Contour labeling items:
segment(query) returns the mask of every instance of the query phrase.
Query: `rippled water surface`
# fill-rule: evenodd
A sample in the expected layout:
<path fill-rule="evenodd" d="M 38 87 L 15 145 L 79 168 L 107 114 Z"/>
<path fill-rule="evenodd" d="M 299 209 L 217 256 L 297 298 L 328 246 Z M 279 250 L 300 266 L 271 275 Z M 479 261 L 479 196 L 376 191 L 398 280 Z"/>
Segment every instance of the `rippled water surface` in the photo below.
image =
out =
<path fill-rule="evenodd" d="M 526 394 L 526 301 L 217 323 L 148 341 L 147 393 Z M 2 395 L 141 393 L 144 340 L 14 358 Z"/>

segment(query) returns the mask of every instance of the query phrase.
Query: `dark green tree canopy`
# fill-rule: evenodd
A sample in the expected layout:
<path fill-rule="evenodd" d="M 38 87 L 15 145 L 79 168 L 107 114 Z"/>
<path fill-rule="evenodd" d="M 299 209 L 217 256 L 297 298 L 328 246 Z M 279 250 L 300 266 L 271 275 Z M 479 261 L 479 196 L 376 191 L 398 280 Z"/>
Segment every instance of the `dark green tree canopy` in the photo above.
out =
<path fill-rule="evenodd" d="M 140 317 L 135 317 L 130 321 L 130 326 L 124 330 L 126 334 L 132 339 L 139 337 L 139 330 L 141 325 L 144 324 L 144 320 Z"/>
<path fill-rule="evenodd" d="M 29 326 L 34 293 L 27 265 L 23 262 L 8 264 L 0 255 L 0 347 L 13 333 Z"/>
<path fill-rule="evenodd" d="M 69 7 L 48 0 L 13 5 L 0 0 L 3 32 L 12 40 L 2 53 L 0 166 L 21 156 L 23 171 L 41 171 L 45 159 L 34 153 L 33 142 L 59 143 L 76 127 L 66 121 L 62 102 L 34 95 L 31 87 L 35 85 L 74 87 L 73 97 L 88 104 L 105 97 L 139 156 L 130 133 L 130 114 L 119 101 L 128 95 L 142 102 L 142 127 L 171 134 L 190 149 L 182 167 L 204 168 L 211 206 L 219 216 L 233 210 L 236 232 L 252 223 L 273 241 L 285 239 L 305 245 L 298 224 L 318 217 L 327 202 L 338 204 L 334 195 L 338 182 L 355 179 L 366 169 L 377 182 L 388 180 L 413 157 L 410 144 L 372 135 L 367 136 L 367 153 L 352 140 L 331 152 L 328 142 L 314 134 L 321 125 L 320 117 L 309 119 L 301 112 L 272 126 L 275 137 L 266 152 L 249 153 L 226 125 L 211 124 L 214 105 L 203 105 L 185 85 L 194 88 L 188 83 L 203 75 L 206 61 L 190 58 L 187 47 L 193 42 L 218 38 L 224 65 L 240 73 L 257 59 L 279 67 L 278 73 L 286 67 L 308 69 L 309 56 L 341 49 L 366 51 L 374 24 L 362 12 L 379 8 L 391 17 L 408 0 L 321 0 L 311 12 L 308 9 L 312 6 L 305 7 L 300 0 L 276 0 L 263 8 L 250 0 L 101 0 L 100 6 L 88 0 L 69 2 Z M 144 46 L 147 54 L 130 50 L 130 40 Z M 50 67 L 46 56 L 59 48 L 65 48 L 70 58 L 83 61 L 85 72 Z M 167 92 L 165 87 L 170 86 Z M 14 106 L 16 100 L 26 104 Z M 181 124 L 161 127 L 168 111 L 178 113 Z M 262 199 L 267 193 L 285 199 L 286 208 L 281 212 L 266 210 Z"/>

GOAL
Reproduce the listing line for line, beginning with its first line and continuing through the line that contains "526 394 L 526", with both of those lines included.

CORRECT RESULT
segment(query) returns the mask of every instance of the query phrase.
Query: `rippled water surface`
# fill-rule: evenodd
A sample in the expected layout:
<path fill-rule="evenodd" d="M 38 87 L 15 145 L 79 168 L 107 114 Z"/>
<path fill-rule="evenodd" d="M 299 209 L 217 256 L 297 298 L 328 246 Z M 279 250 L 300 266 L 271 275 Z M 479 261 L 479 196 L 376 191 L 398 280 Z"/>
Segment every instance of the `rippled water surface` in the photo below.
image =
out =
<path fill-rule="evenodd" d="M 526 394 L 526 301 L 217 323 L 148 341 L 147 393 Z M 2 395 L 141 393 L 144 340 L 14 358 Z"/>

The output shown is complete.